# WORK INSTRUCTIONS
Each record below must be returned exactly as shown.

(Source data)
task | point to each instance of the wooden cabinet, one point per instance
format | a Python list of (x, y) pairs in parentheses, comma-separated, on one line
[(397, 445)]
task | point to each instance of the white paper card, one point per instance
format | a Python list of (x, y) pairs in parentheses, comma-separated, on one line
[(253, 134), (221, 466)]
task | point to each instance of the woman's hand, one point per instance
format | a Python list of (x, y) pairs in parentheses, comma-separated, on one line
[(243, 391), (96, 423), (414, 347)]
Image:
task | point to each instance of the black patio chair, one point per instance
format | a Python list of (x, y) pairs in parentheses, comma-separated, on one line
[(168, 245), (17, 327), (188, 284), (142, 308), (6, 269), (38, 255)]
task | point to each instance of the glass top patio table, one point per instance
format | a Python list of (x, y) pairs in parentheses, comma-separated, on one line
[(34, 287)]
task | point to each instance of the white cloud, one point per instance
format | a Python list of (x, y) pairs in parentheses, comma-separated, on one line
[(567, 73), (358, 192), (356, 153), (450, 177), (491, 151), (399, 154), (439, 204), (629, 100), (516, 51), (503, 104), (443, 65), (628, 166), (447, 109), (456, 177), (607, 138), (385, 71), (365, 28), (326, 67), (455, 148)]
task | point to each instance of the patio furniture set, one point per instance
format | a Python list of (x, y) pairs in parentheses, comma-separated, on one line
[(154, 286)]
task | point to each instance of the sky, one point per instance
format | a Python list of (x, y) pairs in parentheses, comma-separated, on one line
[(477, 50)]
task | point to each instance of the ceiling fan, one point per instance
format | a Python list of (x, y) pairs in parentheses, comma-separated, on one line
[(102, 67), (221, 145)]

# REPLY TO THE TASK
task | point to each instance of the wooden cabinet, one point per instance
format | a Python list of (x, y) pairs in parentheses, comma-separated, on one line
[(397, 445)]
task | point to each instance of the white paper card, one point per instance
format | a Python list of (x, y) pairs in parentheses, comma-separated, on one line
[(253, 134), (221, 466)]
task | point to each instance of the woman's hand, one point per instance
format | a Python list of (x, y) pairs in parentheses, comma-separated, on one line
[(243, 391), (96, 423), (414, 347)]
Image:
task | point to each instance of the black patio chair, one point per instance
format | a Python list of (x, y) pairs in parentheses, comma-separated, on one line
[(168, 245), (17, 327), (188, 284), (142, 308), (6, 269), (38, 255)]
task | point to each instance of the glass top patio table, one point per instance
format | a Python list of (x, y) pairs in parentheses, comma-separated, on one line
[(34, 287)]
task | point to each instance of the white cloud, one point per instance
format | a Python list of (x, y) pairs in parentheses, comma-separated, on one line
[(567, 73), (358, 192), (356, 153), (450, 177), (491, 151), (399, 154), (439, 204), (629, 100), (516, 51), (503, 104), (443, 65), (628, 166), (447, 109), (456, 177), (607, 138), (385, 71), (365, 28), (326, 67), (455, 148)]
task | point to each instance of the patio furniture set, one point per instance
format | a Python list of (x, y) pairs in parentheses, comma-separated, on one line
[(154, 286)]
task | point to each instance of the sky, one point per instance
format | a Python list of (x, y) pairs in parentheses, comma-separated, on one line
[(477, 50)]
task | point to each instance of the ceiling fan, one point per instance
format | a Python list of (x, y) pairs in parentheses, comma-separated, on one line
[(102, 67), (221, 145)]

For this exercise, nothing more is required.